**Yapılacaklar:**
1) Seçilmiş bölümde, ilgili düzenleyici kurumların onayı gerekebilecek faaliyet alanlarına örnek olarak sayılan alanların hepsini listeleyin.
2) Seçilmiş bölümün "Yabancı uyruklu kişilerin" sözlerinden başlayıp "tabi olması gerekebilir." sözlerine kadar olan kısmını, bu sözler de dahil olmak üzere, aynen yeniden yazın.
3) Seçilmiş bölüme göre, yabancı şirketin Türkiye'deki şubesine karşı açılacak davalarda kural olarak hangi mahkeme yetkilidir?

Ayrıca, Uluslararası Özel Hukuk ve Usul Hukuku Hakkında Kanun (5718 sayılı MÖHUK) hükümleri gereğince, yabancı bir unsur taşıyan ticari ilişkilere dair davalarda yetki ve uygulanacak hukuk meseleleri önem arz etmektedir. Yabancı şirketin Türkiye’de kurulu şubesine karşı açılacak davalarda, eğer uyuşmazlık Türk hukukuna tâbi bir işlemden doğuyorsa, Türk hukuku uygulanacak; yetkili mahkeme ise kural olarak şubenin bulunduğu yer mahkemesi olacaktır.
Yabancıların Türkiye’de Şirket Açması
Türkiye’de yabancılar şirket açabilir mi? Evet, yabancı uyruklu gerçek ve tüzel kişiler, Türk hukukuna uygun olarak Türkiye’de şirket kurabilirler. Bu durum, özellikle 4875 sayılı Doğrudan Yabancı Yatırımlar Kanunu ile güvence altına alınmış ve yabancı yatırımcılara yerli yatırımcılarla eşit hak ve yükümlülükler çerçevesinde şirket kurma imkânı tanınmıştır. Kanun’un 3. maddesi uyarınca, yabancı yatırımcıların Türkiye’de doğrudan yatırım yapmaları serbesttir ve bu yatırım faaliyetlerinde millî muamele ilkesine göre hareket edilir. Yani, yabancı yatırımcılar, Türkiye’deki yerli yatırımcılarla aynı usul ve esaslara tabi tutulur.
Yabancı uyruklu kişilerin şirket kurmaları için Türkiye’de vatandaşlık şartı aranmamakta, yerleşim izni de zorunlu kılınmamaktadır. Ancak, kurulacak şirketin türüne, faaliyet konusuna ve ortaklık yapısına bağlı olarak Ticaret Bakanlığı, İçişleri Bakanlığı ya da diğer ilgili kamu kurumlarından ön izin alınması gereken bazı özel durumlar olabilir. Örneğin, özel güvenlik, eğitim, enerji, medya gibi alanlarda faaliyet gösterecek şirketlerin ilgili düzenleyici kurumların onayına tabi olması gerekebilir.

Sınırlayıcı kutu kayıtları

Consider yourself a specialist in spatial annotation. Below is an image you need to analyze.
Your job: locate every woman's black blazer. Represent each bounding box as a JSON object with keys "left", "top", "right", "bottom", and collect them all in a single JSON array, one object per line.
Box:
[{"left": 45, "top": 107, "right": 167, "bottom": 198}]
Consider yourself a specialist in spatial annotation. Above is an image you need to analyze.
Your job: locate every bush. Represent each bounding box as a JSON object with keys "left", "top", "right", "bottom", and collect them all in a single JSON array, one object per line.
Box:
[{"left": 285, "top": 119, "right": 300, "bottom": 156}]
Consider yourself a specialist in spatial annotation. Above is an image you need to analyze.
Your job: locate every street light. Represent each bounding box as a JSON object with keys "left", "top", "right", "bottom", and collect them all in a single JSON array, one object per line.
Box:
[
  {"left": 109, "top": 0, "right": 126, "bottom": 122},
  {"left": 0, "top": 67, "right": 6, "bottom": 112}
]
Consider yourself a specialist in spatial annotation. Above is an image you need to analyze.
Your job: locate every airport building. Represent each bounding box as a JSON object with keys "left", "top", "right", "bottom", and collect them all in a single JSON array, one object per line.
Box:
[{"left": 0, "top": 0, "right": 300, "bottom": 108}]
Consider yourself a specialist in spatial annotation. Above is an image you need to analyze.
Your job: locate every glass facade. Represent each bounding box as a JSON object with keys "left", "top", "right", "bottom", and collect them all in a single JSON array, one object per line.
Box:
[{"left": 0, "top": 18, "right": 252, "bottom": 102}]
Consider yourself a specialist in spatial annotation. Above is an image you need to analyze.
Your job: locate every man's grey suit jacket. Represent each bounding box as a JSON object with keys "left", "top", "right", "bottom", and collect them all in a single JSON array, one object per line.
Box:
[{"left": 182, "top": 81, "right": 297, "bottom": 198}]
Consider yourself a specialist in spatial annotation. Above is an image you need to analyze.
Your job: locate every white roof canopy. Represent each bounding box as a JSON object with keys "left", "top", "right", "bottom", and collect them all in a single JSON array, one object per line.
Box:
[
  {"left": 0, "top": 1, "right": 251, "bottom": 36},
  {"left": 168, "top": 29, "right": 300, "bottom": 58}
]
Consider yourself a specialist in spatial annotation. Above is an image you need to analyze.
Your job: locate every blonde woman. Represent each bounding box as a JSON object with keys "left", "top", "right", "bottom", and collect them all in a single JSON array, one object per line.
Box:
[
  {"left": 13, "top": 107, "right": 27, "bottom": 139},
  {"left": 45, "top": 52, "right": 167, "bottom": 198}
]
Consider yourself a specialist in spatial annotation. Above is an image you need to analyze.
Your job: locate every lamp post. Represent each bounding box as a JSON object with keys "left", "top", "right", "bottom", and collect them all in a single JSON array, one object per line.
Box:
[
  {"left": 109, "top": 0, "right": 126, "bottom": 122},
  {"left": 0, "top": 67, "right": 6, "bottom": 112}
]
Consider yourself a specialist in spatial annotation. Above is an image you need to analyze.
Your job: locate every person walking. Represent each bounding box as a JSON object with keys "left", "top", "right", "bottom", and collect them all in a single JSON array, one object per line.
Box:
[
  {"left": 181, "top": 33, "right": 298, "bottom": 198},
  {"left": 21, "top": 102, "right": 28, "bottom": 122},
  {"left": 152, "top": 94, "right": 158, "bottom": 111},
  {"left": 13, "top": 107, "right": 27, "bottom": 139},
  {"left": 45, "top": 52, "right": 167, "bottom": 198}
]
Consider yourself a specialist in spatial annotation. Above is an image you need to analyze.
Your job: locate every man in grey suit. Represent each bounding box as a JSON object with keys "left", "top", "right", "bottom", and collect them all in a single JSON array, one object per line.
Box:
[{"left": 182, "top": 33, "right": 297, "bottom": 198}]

**Cevap Listesi:**
1) özel güvenlik, eğitim, enerji, medya

2)
Yabancı uyruklu kişilerin şirket kurmaları için Türkiye’de vatandaşlık şartı aranmamakta, yerleşim izni de zorunlu kılınmamaktadır. Ancak, kurulacak şirketin türüne, faaliyet konusuna ve ortaklık yapısına bağlı olarak Ticaret Bakanlığı, İçişleri Bakanlığı ya da diğer ilgili kamu kurumlarından ön izin alınması gereken bazı özel durumlar olabilir. Örneğin, özel güvenlik, eğitim, enerji, medya gibi alanlarda faaliyet gösterecek şirketlerin ilgili düzenleyici kurumların onayına tabi olması gerekebilir.

3) Şubenin bulunduğu yer mahkemesi.